#### Data for processing ####

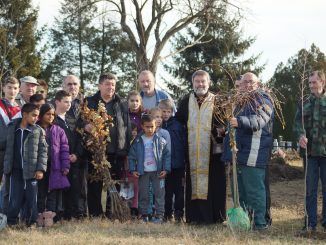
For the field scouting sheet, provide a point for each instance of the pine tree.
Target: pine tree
(18, 39)
(286, 80)
(219, 52)
(85, 43)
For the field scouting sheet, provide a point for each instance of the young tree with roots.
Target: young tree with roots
(153, 23)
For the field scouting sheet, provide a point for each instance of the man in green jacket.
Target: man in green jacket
(312, 136)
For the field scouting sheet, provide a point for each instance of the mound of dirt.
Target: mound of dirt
(280, 170)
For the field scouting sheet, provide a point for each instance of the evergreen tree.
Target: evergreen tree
(286, 81)
(85, 43)
(18, 38)
(219, 52)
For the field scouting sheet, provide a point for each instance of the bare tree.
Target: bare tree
(153, 23)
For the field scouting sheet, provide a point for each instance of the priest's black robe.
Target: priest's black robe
(211, 210)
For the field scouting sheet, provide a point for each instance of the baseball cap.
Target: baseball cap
(29, 79)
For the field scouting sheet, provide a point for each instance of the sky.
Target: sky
(281, 27)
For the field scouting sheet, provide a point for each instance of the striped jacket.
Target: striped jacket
(254, 133)
(8, 112)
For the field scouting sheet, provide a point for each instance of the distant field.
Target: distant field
(287, 211)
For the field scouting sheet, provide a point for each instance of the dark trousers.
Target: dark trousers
(72, 194)
(5, 195)
(48, 200)
(268, 214)
(174, 186)
(23, 195)
(117, 165)
(316, 169)
(2, 156)
(82, 203)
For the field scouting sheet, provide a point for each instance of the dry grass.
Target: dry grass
(287, 210)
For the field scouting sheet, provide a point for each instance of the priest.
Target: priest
(205, 172)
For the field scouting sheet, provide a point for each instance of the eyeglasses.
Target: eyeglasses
(72, 84)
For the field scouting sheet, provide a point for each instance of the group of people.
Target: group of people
(174, 157)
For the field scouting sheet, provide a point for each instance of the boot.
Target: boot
(40, 220)
(48, 218)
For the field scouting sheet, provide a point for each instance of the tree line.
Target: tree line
(90, 37)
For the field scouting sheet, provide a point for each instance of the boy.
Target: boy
(71, 196)
(9, 110)
(174, 180)
(156, 113)
(150, 161)
(25, 162)
(37, 99)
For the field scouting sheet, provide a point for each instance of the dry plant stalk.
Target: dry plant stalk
(96, 142)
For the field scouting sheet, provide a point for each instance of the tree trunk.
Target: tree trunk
(80, 48)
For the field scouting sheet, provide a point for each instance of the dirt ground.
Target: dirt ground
(287, 212)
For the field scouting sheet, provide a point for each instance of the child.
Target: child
(135, 111)
(135, 108)
(71, 195)
(25, 162)
(9, 110)
(156, 113)
(37, 99)
(55, 178)
(174, 180)
(150, 167)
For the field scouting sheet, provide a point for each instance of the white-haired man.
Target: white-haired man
(205, 172)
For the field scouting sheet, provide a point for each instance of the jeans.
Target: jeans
(23, 195)
(252, 193)
(174, 186)
(316, 168)
(159, 192)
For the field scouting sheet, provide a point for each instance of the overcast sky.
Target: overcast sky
(281, 27)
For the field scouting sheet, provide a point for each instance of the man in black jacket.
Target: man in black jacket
(120, 135)
(71, 195)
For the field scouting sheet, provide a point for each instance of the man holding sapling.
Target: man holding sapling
(312, 137)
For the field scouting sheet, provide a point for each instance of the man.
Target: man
(37, 99)
(253, 122)
(312, 136)
(242, 89)
(43, 88)
(120, 136)
(151, 96)
(70, 196)
(28, 87)
(71, 84)
(237, 83)
(205, 172)
(9, 110)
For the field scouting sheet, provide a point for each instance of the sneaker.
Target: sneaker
(307, 232)
(178, 219)
(48, 218)
(144, 218)
(157, 219)
(260, 227)
(40, 220)
(167, 218)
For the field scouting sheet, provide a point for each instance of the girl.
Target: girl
(135, 108)
(55, 179)
(135, 112)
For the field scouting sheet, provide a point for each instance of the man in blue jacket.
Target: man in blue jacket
(150, 95)
(150, 160)
(253, 121)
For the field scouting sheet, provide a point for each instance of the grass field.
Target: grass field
(287, 212)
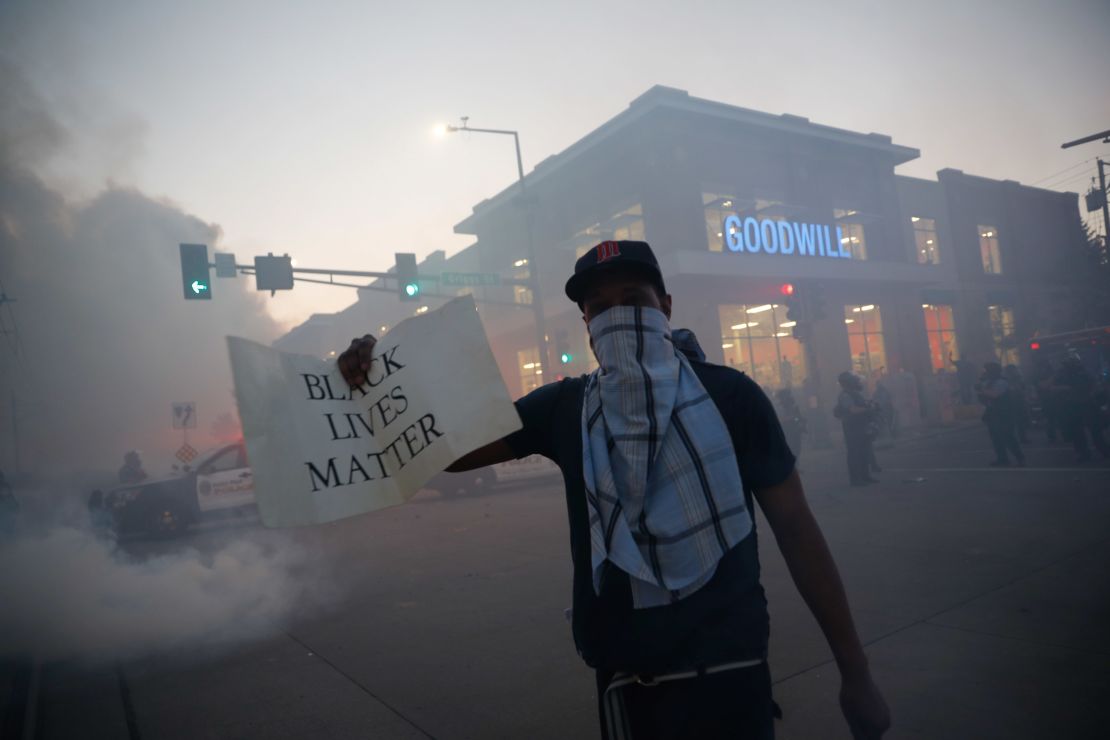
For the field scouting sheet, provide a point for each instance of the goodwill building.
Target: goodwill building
(736, 203)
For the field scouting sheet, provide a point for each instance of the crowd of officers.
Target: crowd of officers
(1063, 398)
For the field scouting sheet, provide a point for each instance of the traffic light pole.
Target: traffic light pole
(537, 305)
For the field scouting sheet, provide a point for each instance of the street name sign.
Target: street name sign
(468, 280)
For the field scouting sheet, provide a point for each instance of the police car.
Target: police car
(219, 485)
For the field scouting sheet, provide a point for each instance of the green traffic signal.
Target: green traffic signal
(195, 280)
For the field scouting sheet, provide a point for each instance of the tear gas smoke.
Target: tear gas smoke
(102, 342)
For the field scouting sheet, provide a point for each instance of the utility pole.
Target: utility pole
(14, 434)
(1105, 135)
(1106, 209)
(537, 306)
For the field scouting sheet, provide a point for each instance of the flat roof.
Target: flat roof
(661, 97)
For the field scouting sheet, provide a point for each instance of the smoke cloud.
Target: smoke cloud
(71, 595)
(98, 341)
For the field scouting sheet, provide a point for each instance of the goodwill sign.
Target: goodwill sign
(322, 450)
(772, 236)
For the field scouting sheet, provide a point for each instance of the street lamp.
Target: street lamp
(537, 306)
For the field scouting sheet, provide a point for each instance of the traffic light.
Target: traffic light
(816, 302)
(407, 280)
(795, 308)
(273, 273)
(194, 272)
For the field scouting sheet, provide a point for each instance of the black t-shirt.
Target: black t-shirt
(723, 621)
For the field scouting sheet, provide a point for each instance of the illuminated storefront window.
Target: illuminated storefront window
(522, 293)
(865, 340)
(851, 233)
(532, 374)
(626, 224)
(941, 332)
(758, 341)
(925, 240)
(988, 250)
(1001, 330)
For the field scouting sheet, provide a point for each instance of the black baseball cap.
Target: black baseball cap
(613, 255)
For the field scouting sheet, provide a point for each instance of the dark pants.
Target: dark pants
(734, 705)
(1005, 441)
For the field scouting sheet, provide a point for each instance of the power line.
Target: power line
(1063, 170)
(1070, 180)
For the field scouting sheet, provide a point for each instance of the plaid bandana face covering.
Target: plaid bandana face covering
(663, 486)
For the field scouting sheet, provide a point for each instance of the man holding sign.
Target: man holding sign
(662, 456)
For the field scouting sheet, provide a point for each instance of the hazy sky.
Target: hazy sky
(305, 128)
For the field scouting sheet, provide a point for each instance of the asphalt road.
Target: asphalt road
(981, 594)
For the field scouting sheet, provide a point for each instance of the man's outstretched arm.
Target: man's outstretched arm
(818, 580)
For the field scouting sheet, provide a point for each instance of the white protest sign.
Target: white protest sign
(322, 450)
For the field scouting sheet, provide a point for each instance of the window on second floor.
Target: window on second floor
(626, 224)
(988, 250)
(925, 240)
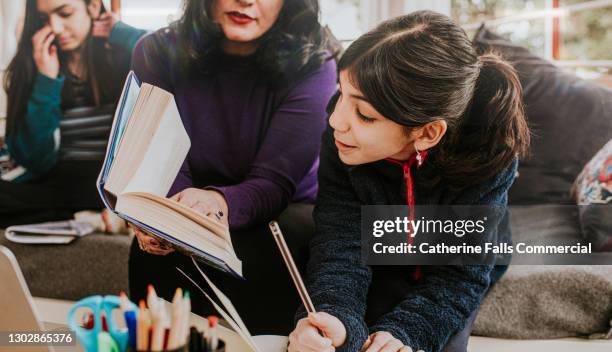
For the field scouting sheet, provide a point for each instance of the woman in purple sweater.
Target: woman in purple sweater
(251, 80)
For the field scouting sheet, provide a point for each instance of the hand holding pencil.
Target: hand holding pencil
(319, 330)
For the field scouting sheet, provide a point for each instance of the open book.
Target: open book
(147, 146)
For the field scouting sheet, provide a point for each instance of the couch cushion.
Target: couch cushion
(593, 192)
(548, 301)
(94, 264)
(570, 119)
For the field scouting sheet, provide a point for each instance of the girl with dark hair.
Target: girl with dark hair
(251, 79)
(68, 73)
(421, 119)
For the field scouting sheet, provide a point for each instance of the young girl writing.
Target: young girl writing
(420, 119)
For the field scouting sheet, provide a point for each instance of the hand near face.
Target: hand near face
(44, 52)
(103, 26)
(307, 338)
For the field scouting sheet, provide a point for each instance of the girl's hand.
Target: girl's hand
(210, 203)
(383, 341)
(151, 244)
(103, 26)
(306, 336)
(44, 52)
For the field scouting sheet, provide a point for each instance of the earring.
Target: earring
(419, 157)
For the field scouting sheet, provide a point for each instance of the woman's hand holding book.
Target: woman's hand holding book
(207, 202)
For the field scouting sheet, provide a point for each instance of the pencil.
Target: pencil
(295, 274)
(159, 318)
(142, 331)
(176, 314)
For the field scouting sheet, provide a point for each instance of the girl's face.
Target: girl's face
(70, 20)
(245, 21)
(362, 134)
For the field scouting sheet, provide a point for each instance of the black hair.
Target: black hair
(422, 67)
(296, 44)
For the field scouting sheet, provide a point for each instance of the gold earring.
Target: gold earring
(419, 157)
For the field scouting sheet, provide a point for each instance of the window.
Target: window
(150, 14)
(573, 34)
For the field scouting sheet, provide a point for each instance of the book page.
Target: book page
(215, 227)
(231, 315)
(129, 152)
(165, 154)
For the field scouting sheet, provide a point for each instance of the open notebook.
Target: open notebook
(147, 146)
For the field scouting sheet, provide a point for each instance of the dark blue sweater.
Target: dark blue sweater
(429, 310)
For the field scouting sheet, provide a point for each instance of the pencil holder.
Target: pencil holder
(220, 347)
(188, 348)
(180, 349)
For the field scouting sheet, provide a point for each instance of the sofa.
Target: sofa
(570, 120)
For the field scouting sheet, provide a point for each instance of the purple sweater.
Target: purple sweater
(256, 144)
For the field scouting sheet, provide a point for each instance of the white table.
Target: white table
(55, 312)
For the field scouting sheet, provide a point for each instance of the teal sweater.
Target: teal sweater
(36, 145)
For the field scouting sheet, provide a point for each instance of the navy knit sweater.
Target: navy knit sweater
(429, 310)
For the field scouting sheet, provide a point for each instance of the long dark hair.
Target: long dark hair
(104, 69)
(296, 44)
(422, 67)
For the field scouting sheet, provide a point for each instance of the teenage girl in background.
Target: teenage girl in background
(70, 66)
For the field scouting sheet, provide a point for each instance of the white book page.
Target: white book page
(244, 334)
(164, 157)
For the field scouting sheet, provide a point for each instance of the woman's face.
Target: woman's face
(361, 133)
(245, 21)
(70, 21)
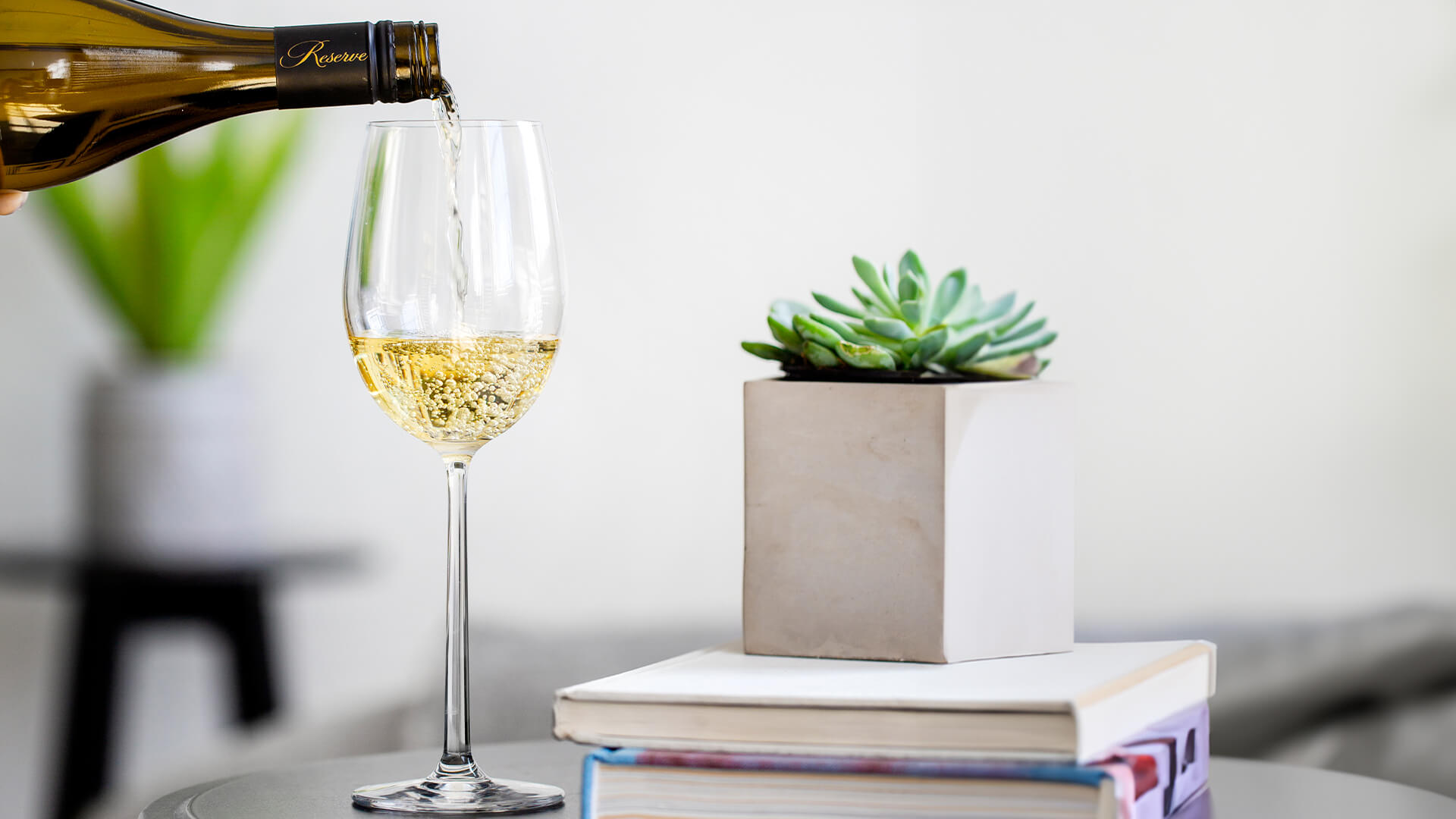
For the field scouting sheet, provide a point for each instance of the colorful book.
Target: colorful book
(1147, 776)
(1050, 707)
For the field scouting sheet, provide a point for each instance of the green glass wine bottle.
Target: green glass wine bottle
(85, 83)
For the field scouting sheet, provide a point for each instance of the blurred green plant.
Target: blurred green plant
(905, 324)
(164, 248)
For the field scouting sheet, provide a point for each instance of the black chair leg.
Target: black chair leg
(245, 626)
(91, 698)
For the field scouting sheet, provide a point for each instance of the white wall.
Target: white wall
(1235, 213)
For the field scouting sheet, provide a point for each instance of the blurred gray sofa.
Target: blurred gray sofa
(1372, 695)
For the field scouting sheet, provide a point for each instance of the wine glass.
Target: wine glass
(453, 316)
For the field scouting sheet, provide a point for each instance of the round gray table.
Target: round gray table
(321, 790)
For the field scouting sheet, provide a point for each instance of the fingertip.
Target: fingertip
(11, 202)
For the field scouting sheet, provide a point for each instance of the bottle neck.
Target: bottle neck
(356, 63)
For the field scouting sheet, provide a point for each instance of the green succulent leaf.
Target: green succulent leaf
(908, 321)
(909, 289)
(1002, 352)
(1014, 319)
(912, 311)
(842, 328)
(767, 352)
(820, 356)
(1022, 331)
(865, 356)
(814, 331)
(946, 297)
(785, 335)
(832, 303)
(1009, 368)
(963, 350)
(877, 286)
(910, 267)
(932, 343)
(890, 328)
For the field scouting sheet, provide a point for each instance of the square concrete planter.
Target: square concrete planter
(908, 522)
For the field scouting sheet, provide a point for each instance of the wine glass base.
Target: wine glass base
(459, 796)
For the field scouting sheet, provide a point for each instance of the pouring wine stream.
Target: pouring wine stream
(447, 120)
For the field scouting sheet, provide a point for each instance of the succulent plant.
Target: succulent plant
(905, 324)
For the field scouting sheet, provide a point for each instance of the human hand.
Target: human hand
(11, 202)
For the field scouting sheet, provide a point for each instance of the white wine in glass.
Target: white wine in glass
(453, 297)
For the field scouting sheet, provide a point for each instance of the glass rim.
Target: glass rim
(463, 124)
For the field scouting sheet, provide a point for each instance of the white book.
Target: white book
(1050, 707)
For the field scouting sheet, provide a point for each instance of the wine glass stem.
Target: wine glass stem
(456, 761)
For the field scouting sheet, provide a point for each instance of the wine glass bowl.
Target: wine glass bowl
(453, 300)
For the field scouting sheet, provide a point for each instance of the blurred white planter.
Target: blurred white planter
(908, 522)
(169, 465)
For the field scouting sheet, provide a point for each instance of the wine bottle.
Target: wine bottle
(85, 83)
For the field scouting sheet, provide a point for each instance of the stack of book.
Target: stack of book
(1109, 730)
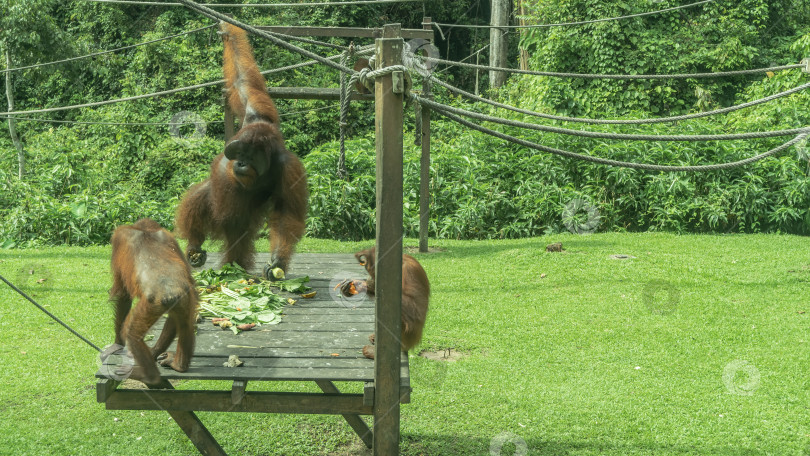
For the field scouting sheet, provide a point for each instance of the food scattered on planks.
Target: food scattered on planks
(233, 298)
(233, 361)
(351, 287)
(278, 273)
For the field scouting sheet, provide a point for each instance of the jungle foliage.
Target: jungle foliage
(84, 179)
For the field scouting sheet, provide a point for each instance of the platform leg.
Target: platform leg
(198, 434)
(357, 423)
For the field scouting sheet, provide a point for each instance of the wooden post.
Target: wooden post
(498, 42)
(424, 164)
(388, 122)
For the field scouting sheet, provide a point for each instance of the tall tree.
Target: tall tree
(28, 29)
(498, 41)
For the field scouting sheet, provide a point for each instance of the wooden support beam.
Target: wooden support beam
(252, 402)
(205, 443)
(388, 115)
(360, 427)
(424, 163)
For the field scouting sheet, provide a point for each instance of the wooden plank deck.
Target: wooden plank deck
(318, 339)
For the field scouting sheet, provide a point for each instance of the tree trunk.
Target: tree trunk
(12, 123)
(524, 53)
(498, 42)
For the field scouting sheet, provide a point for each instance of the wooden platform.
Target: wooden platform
(318, 339)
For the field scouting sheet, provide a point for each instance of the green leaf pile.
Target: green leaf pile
(233, 293)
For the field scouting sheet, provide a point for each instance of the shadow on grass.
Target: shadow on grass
(468, 445)
(571, 244)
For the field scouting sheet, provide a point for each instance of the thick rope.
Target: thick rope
(208, 12)
(649, 13)
(260, 5)
(345, 96)
(623, 164)
(621, 121)
(165, 92)
(613, 136)
(168, 124)
(719, 74)
(54, 317)
(8, 70)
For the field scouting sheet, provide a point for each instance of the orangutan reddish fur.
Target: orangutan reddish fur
(255, 180)
(415, 297)
(148, 264)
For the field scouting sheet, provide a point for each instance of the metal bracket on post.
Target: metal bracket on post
(399, 82)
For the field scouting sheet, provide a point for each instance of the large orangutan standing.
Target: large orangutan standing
(255, 180)
(148, 264)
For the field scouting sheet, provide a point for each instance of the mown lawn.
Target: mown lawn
(697, 345)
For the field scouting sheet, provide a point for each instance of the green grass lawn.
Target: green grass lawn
(698, 345)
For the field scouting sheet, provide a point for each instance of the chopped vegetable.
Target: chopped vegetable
(233, 295)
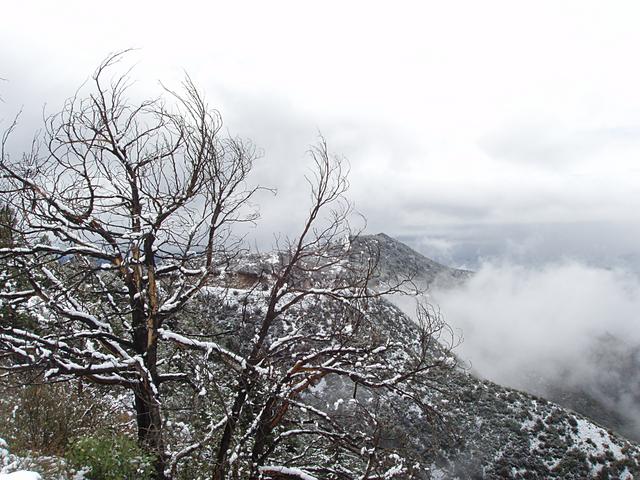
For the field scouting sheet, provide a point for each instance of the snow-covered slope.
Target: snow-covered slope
(478, 429)
(396, 258)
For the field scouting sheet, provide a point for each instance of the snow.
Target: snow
(8, 462)
(294, 472)
(21, 475)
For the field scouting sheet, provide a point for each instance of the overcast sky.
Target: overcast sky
(472, 128)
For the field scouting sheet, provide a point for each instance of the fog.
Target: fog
(561, 327)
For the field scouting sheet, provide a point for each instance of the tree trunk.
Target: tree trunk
(149, 423)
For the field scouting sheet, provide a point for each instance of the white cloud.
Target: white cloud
(563, 325)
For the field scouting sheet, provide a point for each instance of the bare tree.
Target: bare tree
(122, 216)
(123, 235)
(313, 315)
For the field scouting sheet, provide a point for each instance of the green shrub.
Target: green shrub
(110, 458)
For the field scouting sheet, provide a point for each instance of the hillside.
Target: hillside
(445, 424)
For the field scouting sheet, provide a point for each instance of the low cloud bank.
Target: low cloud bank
(563, 326)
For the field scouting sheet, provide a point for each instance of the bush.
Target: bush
(43, 419)
(110, 458)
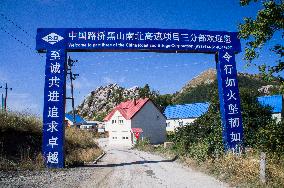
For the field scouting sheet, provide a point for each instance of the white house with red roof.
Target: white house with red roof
(133, 116)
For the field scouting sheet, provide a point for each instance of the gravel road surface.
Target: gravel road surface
(120, 167)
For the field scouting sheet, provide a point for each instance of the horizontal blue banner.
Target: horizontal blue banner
(137, 39)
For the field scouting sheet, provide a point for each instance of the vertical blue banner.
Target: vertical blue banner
(54, 108)
(230, 106)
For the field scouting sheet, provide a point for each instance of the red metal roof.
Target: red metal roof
(136, 130)
(128, 109)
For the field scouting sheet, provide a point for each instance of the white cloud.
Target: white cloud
(22, 102)
(109, 80)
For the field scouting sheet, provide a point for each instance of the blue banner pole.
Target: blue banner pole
(230, 106)
(54, 108)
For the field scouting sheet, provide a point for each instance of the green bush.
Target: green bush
(21, 143)
(206, 131)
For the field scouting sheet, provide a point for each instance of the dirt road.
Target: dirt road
(120, 167)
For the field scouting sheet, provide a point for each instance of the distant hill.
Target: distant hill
(100, 101)
(201, 88)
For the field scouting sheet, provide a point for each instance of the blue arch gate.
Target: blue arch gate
(56, 42)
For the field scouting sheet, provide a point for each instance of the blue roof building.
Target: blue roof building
(183, 111)
(184, 114)
(70, 119)
(274, 101)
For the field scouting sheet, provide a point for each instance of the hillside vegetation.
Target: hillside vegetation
(21, 139)
(201, 88)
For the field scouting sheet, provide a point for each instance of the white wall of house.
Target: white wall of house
(119, 130)
(152, 122)
(172, 124)
(277, 116)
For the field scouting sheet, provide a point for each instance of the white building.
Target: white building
(276, 104)
(70, 122)
(184, 114)
(141, 113)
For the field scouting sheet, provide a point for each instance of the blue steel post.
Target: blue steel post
(230, 107)
(54, 108)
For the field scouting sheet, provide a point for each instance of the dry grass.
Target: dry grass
(243, 171)
(21, 138)
(237, 171)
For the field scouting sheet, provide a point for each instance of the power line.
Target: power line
(19, 27)
(24, 44)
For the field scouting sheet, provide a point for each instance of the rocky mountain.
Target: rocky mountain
(100, 101)
(201, 88)
(206, 77)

####

Exercise brief => Output must match the lines from the start of the records above through the line that contains "the evergreen tree.", exactly and with every picture removed.

Solution =>
For the field scouting sheet, provide a point for each instance of the pine tree.
Target: pine tree
(18, 39)
(286, 80)
(219, 52)
(85, 43)
For the field scouting sheet, provide a point for each instance of the young tree with roots.
Target: young tree with roots
(153, 23)
For the field scouting sheet, provide a point for each instance of the man in green jacket.
Target: man in green jacket
(312, 136)
For the field scouting sheet, provide a point for each instance of the mound of dirt.
Target: mound of dirt
(280, 170)
For the field scouting sheet, provide a point for each instance of the evergreen tree.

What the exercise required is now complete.